- **What this exercise asks**
A - In the band tools text, reproduce the passage from "Once upon a" to "lists and contracts.", substituting "phones" for "laptops".
B - Summarize the essay about the band's tools in two sentences.
C - Continue the essay about the band's tools from where it stops.

- **Page text**

Three Tools We Use
Even as the band’s computer geek, I didn’t join a 20s/30s-inspired jazz band expecting to draw on that knowledge. A linguist with computational interests, I assumed I’d shelve those skills along with my other academic interests while I took some time to focus on music. Yet the problems of managing a band where multiple members are involved on the business side turn out to be very similar to the problems faced by a team of software developers, and one of the more admirable things about programmers is that they like to solve problems. Consequently, we’ve adopted a few geeky tools to help us coordinate and divide the tasks that make the band function. Here’s three of them.
Once upon a time. learning new music meant making copies of a demo CD, printing out copies of lyric and chord sheets, and doing it all over again when the first round were inevitably lost. Dropbox is a way to share files computer-to-computer or person-to-person via each computer’s file system. Now whenever I complete a demo, I add it to our shared folder and it appears on Lyndsy, Zach, and Eric’s computers the next time they connect to the internet. We now have access to everything related to the band, from finance statements to poster art, wherever we take our laptops (which is everywhere). This has been useful on the road for set lists and contracts.
(Now if only Dropbox for iOS would implement an Open Document reader.)
The name disguises an excellent list-making tool that’s hard to describe. So here’s a 45 second video.

- **Data provided**

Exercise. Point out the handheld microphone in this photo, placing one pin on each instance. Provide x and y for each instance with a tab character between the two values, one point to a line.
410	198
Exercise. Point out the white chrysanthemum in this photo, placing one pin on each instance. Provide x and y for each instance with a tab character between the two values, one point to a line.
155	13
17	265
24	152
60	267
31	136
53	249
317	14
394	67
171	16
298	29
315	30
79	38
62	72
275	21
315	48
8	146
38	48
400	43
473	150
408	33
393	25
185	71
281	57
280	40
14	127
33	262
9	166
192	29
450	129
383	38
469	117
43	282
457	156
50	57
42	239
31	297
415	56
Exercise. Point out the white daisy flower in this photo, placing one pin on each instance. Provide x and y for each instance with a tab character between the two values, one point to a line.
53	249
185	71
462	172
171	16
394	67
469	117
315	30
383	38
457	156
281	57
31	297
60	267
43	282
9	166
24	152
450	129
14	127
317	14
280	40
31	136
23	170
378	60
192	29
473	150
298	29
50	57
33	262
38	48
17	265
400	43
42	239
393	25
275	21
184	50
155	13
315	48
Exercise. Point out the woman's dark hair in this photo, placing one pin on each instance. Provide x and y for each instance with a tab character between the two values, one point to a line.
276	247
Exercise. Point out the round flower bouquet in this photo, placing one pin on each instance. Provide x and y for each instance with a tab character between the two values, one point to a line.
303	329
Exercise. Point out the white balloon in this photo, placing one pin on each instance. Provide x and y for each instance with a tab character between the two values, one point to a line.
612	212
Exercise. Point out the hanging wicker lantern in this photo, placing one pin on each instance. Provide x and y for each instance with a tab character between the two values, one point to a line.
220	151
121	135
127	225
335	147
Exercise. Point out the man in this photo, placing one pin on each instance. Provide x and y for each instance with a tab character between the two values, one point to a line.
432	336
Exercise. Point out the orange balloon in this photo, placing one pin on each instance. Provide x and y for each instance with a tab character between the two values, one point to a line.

- **Task-by-task results**
A -
Once upon a time. learning new music meant making copies of a demo CD, printing out copies of lyric and chord sheets, and doing it all over again when the first round were inevitably lost. Dropbox is a way to share files computer-to-computer or person-to-person via each computer’s file system. Now whenever I complete a demo, I add it to our shared folder and it appears on Lyndsy, Zach, and Eric’s computers the next time they connect to the internet. We now have access to everything related to the band, from finance statements to poster art, wherever we take our phones (which is everywhere). This has been useful on the road for set lists and contracts.

B - The writer, a linguist with computational interests, found that managing a band with several members on the business side is much like coordinating a team of software developers, so the band adopted a few geeky tools to coordinate and divide its tasks. One is Dropbox, which replaced copying demo CDs and printing lyric and chord sheets by sharing a folder across the members' computers, giving them access to everything related to the band wherever they take their laptops.

C -
We use Workflowy for a dozen tasks small and large, from basic to-do lists (press kits to mail, gear to buy, stuff to do at practice) to a fairly detailed calendar where we note cities and venues we’d like to play, when to do it, and who we’ve already contacted. We’ve actually divided up a lot of tasks so that each person is doing a small, easy-to-manage chunk. Workflowy lets each of us concentrate on just our part without being overwhelmed by how complicated the entire business of running a band actually is. We probably wouldn’t be able to run as smoothly as we do now if we returned to bouncing emails back-and-forth.
Once a show is confirmed, the details go into our Google calendar which syncs with my phone’s calendar. We know a number of other bands use Calendar to note days they have other commitments or to power their website’s tour schedule. We used to do both, but found we prefer Workflowy for the former (despite the lack of native calendar) and wrote our own code for the second. Still, pulling up the day in my phone’s calendar and being able to click on the address or phone number of the venue is incredibly useful and certainly scales up better than a paper daily planner.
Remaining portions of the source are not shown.